Extracted text:
— START —

Skip to content

Bellabeat Case Study

Project Overview

About the Company

Bellabeat, a high-tech company that manufactures health-focused smart products for women. Develops beautifully designed technology that informs and inspires women around the world. Collecting data on activity, sleep, stress, and reproductive health has allowed Bellabeat to empower women with knowledge about their own health and habits. Since it was founded in 2013, Bellabeat has grown rapidly and quickly positioned itself as a tech-driven wellness company for women. It is a successful small company, but they have the potential to become a larger player in the global smart device market.

Key Stakeholders

Urška Sršen:Bellabeat's co-founder and Chief Creative Officer

Sando Mur: Mathematician and Bellabeat's cofounder; key member of the Bellabeat executive team

Bellabeat marketing analytics team: A team of data analysts responsible for collecting, analyzing, and reporting data that helps guide Bellabeat's marketing strategy

Business Task

In order to identify new growth opportunities for the Bellabeat app, analyzing smart device fitness data trends as it relates to user activity and sleep can be used to gain insights into how consumers are using their smart devices. Being able to answer how consumers use their smart devices to track their overall health will direct marketing strategies for Bellabeat.

— END —

Given entries:
— START —

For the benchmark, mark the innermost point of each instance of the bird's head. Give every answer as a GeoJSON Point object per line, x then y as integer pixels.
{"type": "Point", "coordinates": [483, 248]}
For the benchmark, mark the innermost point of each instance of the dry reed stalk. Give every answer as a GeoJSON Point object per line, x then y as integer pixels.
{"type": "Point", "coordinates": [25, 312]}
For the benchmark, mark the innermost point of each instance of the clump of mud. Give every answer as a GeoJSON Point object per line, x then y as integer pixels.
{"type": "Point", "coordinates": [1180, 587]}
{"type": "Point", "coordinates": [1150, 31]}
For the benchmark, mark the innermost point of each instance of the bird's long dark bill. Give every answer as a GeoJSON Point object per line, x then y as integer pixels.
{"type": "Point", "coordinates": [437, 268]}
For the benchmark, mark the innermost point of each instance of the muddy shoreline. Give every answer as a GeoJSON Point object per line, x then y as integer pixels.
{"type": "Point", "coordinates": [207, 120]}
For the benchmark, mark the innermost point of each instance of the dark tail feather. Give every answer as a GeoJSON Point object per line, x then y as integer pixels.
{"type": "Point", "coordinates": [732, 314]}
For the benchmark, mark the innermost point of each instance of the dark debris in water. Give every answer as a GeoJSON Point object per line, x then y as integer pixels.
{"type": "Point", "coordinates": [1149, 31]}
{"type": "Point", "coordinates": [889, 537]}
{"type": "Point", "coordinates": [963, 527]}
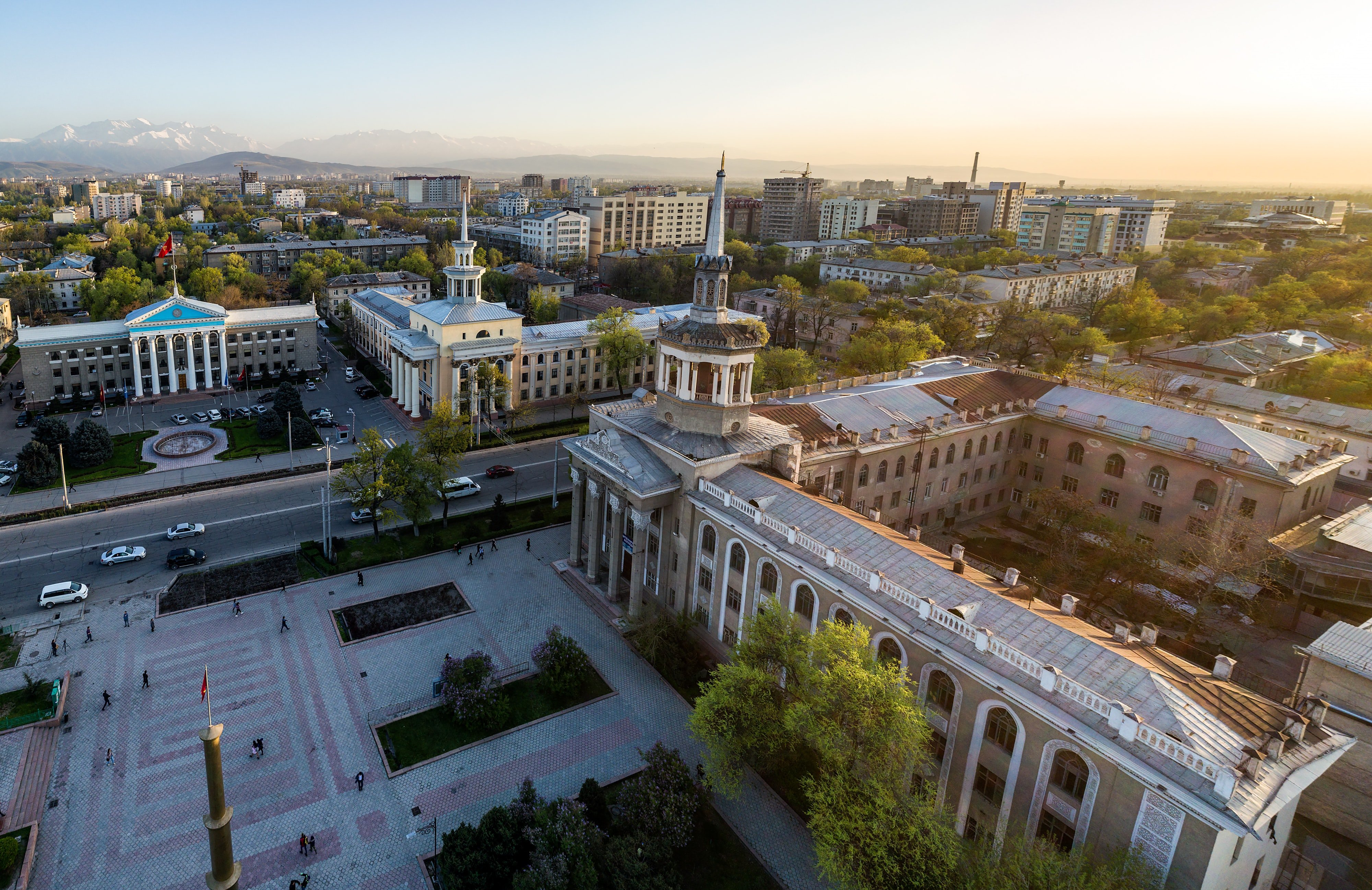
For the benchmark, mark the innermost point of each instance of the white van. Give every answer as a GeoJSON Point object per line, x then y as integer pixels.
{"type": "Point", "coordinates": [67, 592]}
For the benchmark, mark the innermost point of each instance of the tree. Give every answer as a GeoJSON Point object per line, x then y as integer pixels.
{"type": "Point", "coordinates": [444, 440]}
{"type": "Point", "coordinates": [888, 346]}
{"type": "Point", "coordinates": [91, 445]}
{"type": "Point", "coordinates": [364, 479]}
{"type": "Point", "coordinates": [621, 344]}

— END —

To be done:
A) Answer from the Bellabeat case study:
(i) In what year was Bellabeat founded?
(ii) Which stakeholder holds the title of Chief Creative Officer?
(iii) The business task analyzes smart device fitness data trends as they relate to which two things?
B) Pick up the Bellabeat case study after its last sentence and keep writing.
The records are material of their own and are not part of the Bellabeat case study.

Set of answers:
A)
(i) 2013
(ii) Urška Sršen
(iii) User activity and sleep

B)
Dataset

FitBit Fitness Tracker Data (CC0: Public Domain, dataset made available through Mobius): This Kaggle data set contains personal fitness tracker from thirty fitbit users. Thirty eligible Fitbit users consented to the submission of personal tracker data, including minute-level output for physical activity, heart rate, and sleep monitoring. It includes information about daily activity, steps, and heart rate that can be used to explore users' habits.

Dataset link available here

To determine the integrity and credibility of the dataset, the principles of ROCCC were followed.

Reliable: Is not reliable. Data sample size consists of 30 participants which may skew the results of the analysis.

Original: Data is not original. It was collected via third party source by distributed surveys via Amazon Mechanical Turk.

Comprehensive: It is comprehensive. The dataset contains all the necessary information required to carry out analysis in regard to the business task.

Current: The data is not current. It was last updated in 2016.

Cited: The data is cited.Furberg, R., Brinton, J., Keating, M., & Ortiz, A. (2016). Crowd-sourced Fitbit datasets 03.12.2016-05.12.2016 [Data set]. Zenodo. Link for citation.

Data Prepartion

Downloaded Fitbit tracker data from Kaggle public dataset onto desktop folder capstone project under Google Certification in folder titled Fitabase Data to unzip csv files to use in RStudio. R packages needed to sort, clean and filter data.

Uploaded CSV files for project from data source: https://www.kaggle.com/arashnic/fitbit

Install and Load Packages

library(tidyverse)

Import data

weightLog <- read.csv('weightLogInfo_merged.csv')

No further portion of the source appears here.